• [Texto proporcionado]
'''

Pero las naciones, tal como las concebimos actualmente, no siempre existieron; no son producto de la universalidad sino de la contingencia histórica. Como indica Miller (1997)[7], aunque las ideas relativas al carácter nacional son de antigua data, lo que resulta enteramente nuevo es la percepción de la nación y la nacionalidad como un cuerpo político capaz de actuar colectivamente y conceder autoridad a las instituciones políticas como portadoras del poder último de la soberanía. La nación como un órgano natural, otorgado por Dios, no es sino un mito, sostiene Gellner. En las sociedades preindustriales resultaba imposible su existencia. De modo que la nación y el sentimiento nacionalista no son inherentes a la humanidad sino una novedad en la historia reciente. El sentido moderno de la palabra nación no se remonta más atrás del siglo XVIII, como nos muestra Eric Hobsbawm (1995:27)[8] recordándonos que, en 1908, el New English Dictionary señaló que el antiguo significado de la palabra nación representaba fundamentalmente la unidad étnica y que era su empleo más reciente el que denotaba “el concepto de unidad e independencia políticas”. Pese a esto, la nación (en tanto entidad única y soberana) como el nacionalismo, son concebidos y promovidos por los nacionalistas como consustancial al ser humano desde que el mundo es mundo.
Nacionalismo y populismo: dos discursos que se complementan
Todo nacionalismo se socorre de un discurso populista y, a la inversa, no existe discurso populista que no invoque el sentimiento nacionalista. La retórica populista ha movido fibras como la nacionalista, siendo capaz de extender su alcance más allá de los sectores interpelados por el populismo propiamente señala Rosanvallon (2020)[9], refiriéndose a líderes actuales como Donald Trump o Recep Erdogan.

'''

• [Datos entregados]
'''

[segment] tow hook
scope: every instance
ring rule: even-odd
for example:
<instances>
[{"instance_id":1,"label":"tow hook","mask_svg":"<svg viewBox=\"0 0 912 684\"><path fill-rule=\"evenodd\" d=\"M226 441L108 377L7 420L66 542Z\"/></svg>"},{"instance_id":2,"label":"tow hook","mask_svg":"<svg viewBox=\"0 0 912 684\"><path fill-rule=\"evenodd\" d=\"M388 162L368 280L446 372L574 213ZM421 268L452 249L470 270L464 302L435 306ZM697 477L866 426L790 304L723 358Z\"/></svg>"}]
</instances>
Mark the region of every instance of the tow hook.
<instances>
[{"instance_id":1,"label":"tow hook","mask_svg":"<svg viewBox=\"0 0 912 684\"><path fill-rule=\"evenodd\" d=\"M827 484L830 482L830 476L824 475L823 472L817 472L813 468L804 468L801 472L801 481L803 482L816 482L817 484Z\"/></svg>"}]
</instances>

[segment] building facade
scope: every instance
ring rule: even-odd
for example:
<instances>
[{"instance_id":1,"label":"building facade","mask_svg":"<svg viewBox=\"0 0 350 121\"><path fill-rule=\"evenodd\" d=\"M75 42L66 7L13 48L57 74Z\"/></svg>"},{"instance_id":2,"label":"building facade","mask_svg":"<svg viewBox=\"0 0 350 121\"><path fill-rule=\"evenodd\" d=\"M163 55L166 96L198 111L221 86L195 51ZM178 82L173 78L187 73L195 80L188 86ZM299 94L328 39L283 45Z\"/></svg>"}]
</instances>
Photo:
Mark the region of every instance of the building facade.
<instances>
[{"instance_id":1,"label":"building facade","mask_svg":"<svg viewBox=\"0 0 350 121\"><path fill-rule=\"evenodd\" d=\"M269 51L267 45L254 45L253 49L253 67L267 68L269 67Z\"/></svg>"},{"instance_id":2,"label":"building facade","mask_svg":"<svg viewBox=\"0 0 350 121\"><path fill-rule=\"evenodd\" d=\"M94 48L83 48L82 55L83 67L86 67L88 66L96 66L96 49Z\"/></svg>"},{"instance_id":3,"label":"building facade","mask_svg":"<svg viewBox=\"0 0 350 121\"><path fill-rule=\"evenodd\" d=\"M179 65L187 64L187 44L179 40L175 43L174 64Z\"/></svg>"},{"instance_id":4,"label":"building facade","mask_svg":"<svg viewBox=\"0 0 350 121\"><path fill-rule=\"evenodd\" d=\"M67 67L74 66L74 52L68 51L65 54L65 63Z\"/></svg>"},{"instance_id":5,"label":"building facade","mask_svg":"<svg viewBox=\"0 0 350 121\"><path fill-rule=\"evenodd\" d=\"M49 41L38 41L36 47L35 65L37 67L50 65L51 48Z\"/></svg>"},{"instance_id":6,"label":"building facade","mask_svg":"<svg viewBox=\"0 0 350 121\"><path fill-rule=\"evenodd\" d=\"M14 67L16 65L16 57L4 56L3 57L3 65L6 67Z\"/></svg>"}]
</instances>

'''

• [Tareas]
**a.** Extrae de los registros todas las líneas que contengan la palabra "every". Las mayúsculas y minúsculas cuentan.
**b.** Sigue escribiendo el texto sobre nacionalismo y populismo a partir de donde termina.

• [Respuestas escritas]
**a.**
scope: every instance
Mark the region of every instance of the tow hook.
scope: every instance
Mark the region of every instance of the building facade.

**b.**
El nacionalismo, según Berlin (1992: 316), está muy relacionado con el espíritu que distinguió a los populismos del siglo XIX los cuales ensalzaron a los campesinos, a los pobres, a la “verdadera nación”. Aunque, a decir verdad, ni el populismo ruso, ni el americano fueron nacionalistas como sí lo fueron los latinoamericanos. En América Latina los populismos de mediados del siglo XX, con el peronismo a la cabeza, estuvieron fuertemente distinguidos por su impronta nacionalista. Sin duda, el nacional populismo hizo una época en América Latina. Debilitadas las oligarquías liberales a causa de la caída en las exportaciones de bienes primarios generada por la depresión de 1929, las masas hacen su entrada a la política guiadas por la palabra de líderes fulgurantemente carismáticos. Fue este el caso del coronel Juan Domingo Perón, quien hostigará sin pausa a la clase oligárquica y construirá discursivamente al pueblo en la forma de un ente único e indivisible. El “pueblo entero” aparecerá como una de las transfiguraciones de las pasiones nacionalistas que estallaron luego de la primera Guerra Mundial. Muchas de ellas derivaron en populismos iliberales como el peronista, insiste Carlos Floria en su texto Pasiones nacionalistas (1998: 96)[10].
El peronismo fue levantado sobre la base de ideologías nacionalistas que amalgamaron al anticomunismo, al catolicismo y al antiliberalismo. En un cuadro como ese, el ejército argentino aparecía como el portador de los verdaderos intereses nacionales. Cinco décadas más tarde, iniciándose el siglo XXI, otro militar, Hugo Chávez, replicaba en Venezuela la poderosa aura populista y nacionalista de Perón.
“El populismo está en todas partes, pero América Latina es su paraíso” ha escrito Loris Zanatta (2021)[11]. Sin embargo, a pesar de su enorme relevancia, el laboratorio populista y nacionalista no sólo se ha circunscrito a nuestra región. En los últimos años, experiencias de este tipo se han manifestado en Europa, Estados Unidos y otras zonas del planeta como Asia. Sobre este asunto, comentaremos en la segunda parte de este trabajo.
[1] Mires, Fernando “Nacional-populismo” 14-2-2021 www.talcualdigital.com
[2] Gellner, Ernest (1988) Naciones y nacionalismo, Alianza, Madrid.
[3] Anderson, Benedict (1997) Comunidades imaginadas, Fondo de Cultura Económica, México.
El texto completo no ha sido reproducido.